*** DATA RECORDS Section Begins ***

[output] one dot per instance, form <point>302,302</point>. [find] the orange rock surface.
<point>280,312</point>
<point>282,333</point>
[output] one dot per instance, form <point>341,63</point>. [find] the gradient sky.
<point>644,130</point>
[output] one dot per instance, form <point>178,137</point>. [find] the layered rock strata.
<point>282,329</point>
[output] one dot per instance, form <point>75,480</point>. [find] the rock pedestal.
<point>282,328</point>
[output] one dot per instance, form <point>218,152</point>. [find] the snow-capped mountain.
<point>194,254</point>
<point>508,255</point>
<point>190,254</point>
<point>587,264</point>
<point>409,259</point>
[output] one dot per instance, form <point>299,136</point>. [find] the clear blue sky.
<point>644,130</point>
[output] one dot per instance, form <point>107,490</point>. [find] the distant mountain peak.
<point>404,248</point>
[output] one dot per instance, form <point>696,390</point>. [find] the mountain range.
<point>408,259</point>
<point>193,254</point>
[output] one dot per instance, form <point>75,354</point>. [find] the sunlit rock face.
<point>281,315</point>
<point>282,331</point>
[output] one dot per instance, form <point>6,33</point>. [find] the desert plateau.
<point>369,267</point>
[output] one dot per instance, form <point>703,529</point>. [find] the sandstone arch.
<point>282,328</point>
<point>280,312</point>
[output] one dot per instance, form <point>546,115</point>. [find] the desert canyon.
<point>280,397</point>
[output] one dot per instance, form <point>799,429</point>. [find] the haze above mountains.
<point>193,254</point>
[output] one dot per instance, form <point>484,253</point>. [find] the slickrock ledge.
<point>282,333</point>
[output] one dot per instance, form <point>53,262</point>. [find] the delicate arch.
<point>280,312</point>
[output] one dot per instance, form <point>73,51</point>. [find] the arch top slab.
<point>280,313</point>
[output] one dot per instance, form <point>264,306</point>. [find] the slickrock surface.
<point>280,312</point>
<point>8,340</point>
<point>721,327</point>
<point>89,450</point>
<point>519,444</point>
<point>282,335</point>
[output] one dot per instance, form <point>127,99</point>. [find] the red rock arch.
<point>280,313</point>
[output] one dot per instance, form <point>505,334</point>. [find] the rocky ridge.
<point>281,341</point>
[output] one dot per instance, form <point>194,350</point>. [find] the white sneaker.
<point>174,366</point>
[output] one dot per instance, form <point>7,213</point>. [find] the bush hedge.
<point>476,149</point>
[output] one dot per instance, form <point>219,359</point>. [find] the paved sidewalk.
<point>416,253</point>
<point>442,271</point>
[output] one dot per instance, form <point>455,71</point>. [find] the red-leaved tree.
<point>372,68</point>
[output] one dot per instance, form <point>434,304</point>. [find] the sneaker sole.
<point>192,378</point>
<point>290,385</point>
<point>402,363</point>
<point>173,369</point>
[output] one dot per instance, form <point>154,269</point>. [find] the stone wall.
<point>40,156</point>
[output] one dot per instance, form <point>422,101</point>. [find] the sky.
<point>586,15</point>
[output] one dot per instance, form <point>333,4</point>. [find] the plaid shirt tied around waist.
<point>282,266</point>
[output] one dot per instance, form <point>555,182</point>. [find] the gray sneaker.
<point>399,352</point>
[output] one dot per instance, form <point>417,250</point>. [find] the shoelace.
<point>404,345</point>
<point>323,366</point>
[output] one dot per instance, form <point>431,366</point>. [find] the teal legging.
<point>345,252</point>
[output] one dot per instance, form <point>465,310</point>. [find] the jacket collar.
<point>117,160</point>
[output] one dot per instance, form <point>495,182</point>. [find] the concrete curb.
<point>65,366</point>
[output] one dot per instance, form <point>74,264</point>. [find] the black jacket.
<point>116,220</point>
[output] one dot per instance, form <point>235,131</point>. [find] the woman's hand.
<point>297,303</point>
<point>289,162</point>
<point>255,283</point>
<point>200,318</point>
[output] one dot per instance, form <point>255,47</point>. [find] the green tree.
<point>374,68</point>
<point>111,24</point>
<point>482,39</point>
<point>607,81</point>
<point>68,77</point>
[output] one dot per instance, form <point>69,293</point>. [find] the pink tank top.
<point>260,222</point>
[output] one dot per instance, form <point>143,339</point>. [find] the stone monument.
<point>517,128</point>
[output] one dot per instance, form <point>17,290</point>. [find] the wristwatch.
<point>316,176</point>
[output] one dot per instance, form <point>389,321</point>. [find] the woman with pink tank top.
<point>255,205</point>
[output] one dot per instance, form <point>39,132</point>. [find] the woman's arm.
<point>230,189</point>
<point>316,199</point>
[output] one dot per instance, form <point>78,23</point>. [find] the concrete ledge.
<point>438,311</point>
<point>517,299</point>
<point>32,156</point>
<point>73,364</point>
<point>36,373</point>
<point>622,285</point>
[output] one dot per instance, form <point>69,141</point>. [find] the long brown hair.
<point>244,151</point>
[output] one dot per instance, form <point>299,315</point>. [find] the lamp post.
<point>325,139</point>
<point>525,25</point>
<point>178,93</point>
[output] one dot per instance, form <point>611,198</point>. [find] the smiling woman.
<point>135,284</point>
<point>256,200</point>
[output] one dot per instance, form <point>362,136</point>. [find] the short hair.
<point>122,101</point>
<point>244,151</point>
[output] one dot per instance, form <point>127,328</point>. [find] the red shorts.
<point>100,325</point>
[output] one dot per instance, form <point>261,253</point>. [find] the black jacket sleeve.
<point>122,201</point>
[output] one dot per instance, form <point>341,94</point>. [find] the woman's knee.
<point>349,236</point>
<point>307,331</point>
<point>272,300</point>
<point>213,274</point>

*** DATA RECORDS Section Ends ***

__REQUIRED ACTION__
Set every line of the data down again, word for word.

__RESPONSE TO THE EXERCISE__
[output] one dot per instance, form <point>302,302</point>. [find] the orange rock surface.
<point>280,312</point>
<point>282,333</point>
[output] one dot per instance, form <point>341,63</point>. [find] the gradient sky.
<point>644,130</point>
[output] one dot per instance, form <point>178,137</point>. [find] the layered rock strata.
<point>282,329</point>
[output] one dot per instance, form <point>75,480</point>. [find] the rock pedestal.
<point>282,328</point>
[output] one dot per instance, form <point>218,152</point>. [find] the snow-capped mountain.
<point>194,254</point>
<point>508,255</point>
<point>190,254</point>
<point>587,264</point>
<point>409,259</point>
[output] one dot per instance, form <point>299,136</point>. [find] the clear blue sky.
<point>644,130</point>
[output] one dot per instance, form <point>107,490</point>. [find] the distant mountain peak.
<point>404,248</point>
[output] one dot per instance, form <point>696,390</point>. [find] the mountain range.
<point>408,259</point>
<point>193,254</point>
[output] one dot per instance, form <point>75,354</point>. [find] the sunlit rock face.
<point>281,315</point>
<point>282,331</point>
[output] one dot per instance, form <point>6,33</point>. [find] the desert plateau.
<point>369,267</point>
[output] one dot per instance, form <point>703,529</point>. [find] the sandstone arch.
<point>282,328</point>
<point>280,312</point>
[output] one dot per instance, form <point>546,115</point>. [find] the desert canyon.
<point>280,397</point>
[output] one dot per instance, form <point>799,429</point>. [find] the haze above mountains.
<point>193,254</point>
[output] one dot per instance, form <point>484,253</point>. [find] the slickrock ledge.
<point>282,333</point>
[output] one dot per instance, form <point>53,262</point>. [find] the delicate arch.
<point>280,312</point>
[output] one dot per instance, form <point>73,51</point>. [find] the arch top slab.
<point>280,313</point>
[output] one dot per instance, form <point>264,306</point>. [find] the slickrock surface.
<point>280,312</point>
<point>8,340</point>
<point>721,327</point>
<point>89,450</point>
<point>519,444</point>
<point>282,335</point>
[output] one dot per instance, form <point>127,99</point>. [find] the red rock arch.
<point>280,313</point>
[output] one dot per instance, form <point>505,334</point>. [find] the rocky ridge.
<point>281,341</point>
[output] one dot per instance, form <point>194,350</point>. [find] the white sneaker.
<point>174,366</point>
[output] one dot per instance, form <point>7,213</point>. [find] the bush hedge.
<point>476,149</point>
[output] one dot per instance, form <point>219,359</point>. [find] the paved sidewalk.
<point>416,253</point>
<point>442,271</point>
[output] one dot per instance, form <point>455,71</point>. [find] the red-leaved tree.
<point>372,68</point>
[output] one dot per instance, form <point>434,304</point>. [find] the sneaker sole.
<point>192,378</point>
<point>290,385</point>
<point>402,363</point>
<point>173,369</point>
[output] one dot per instance, form <point>154,269</point>. [find] the stone wall.
<point>40,156</point>
[output] one dot per instance, form <point>422,101</point>. [find] the sky.
<point>586,15</point>
[output] one dot per instance, form <point>333,4</point>. [find] the plaid shirt tied around waist.
<point>282,266</point>
[output] one dot per instance, form <point>555,182</point>. [find] the gray sneaker.
<point>399,352</point>
[output] one dot per instance, form <point>417,250</point>. [find] the shoelace.
<point>404,345</point>
<point>323,366</point>
[output] one dot per instance, form <point>431,366</point>. [find] the teal legging.
<point>345,252</point>
[output] one dot per instance, form <point>465,310</point>. [find] the jacket collar.
<point>117,160</point>
[output] one dot per instance, form <point>495,182</point>. [find] the concrete curb.
<point>65,366</point>
[output] one dot per instance, form <point>74,264</point>. [find] the black jacket.
<point>116,220</point>
[output] one dot per instance, form <point>235,131</point>. [find] the woman's hand.
<point>297,303</point>
<point>289,162</point>
<point>255,283</point>
<point>200,318</point>
[output] one dot per instance, form <point>255,47</point>. [find] the green tree.
<point>374,68</point>
<point>111,24</point>
<point>482,39</point>
<point>607,81</point>
<point>68,77</point>
[output] one dot per instance, form <point>69,293</point>. [find] the pink tank top.
<point>260,222</point>
[output] one dot per instance, form <point>143,339</point>. [find] the stone monument.
<point>517,128</point>
[output] one dot per instance, form <point>17,290</point>. [find] the wristwatch.
<point>316,176</point>
[output] one dot per instance, form <point>389,321</point>. [find] the woman with pink tank top.
<point>255,205</point>
[output] one dot per instance, form <point>39,132</point>. [find] the woman's arm.
<point>230,189</point>
<point>316,199</point>
[output] one dot per instance, form <point>78,23</point>. [find] the concrete ledge.
<point>438,311</point>
<point>517,299</point>
<point>32,156</point>
<point>73,364</point>
<point>36,373</point>
<point>622,285</point>
[output] one dot per instance, form <point>69,141</point>. [find] the long brown hair.
<point>244,151</point>
[output] one dot per instance, form <point>299,315</point>. [find] the lamp post.
<point>325,139</point>
<point>525,25</point>
<point>178,93</point>
[output] one dot per instance, form <point>611,198</point>. [find] the smiling woman.
<point>135,284</point>
<point>256,200</point>
[output] one dot per instance, form <point>362,136</point>. [find] the short hair.
<point>122,101</point>
<point>244,151</point>
[output] one dot per instance, form <point>127,328</point>. [find] the red shorts.
<point>100,325</point>
[output] one dot per instance, form <point>261,253</point>. [find] the black jacket sleeve.
<point>122,201</point>
[output] one dot per instance, form <point>341,94</point>. [find] the woman's knee.
<point>349,236</point>
<point>307,331</point>
<point>272,300</point>
<point>213,274</point>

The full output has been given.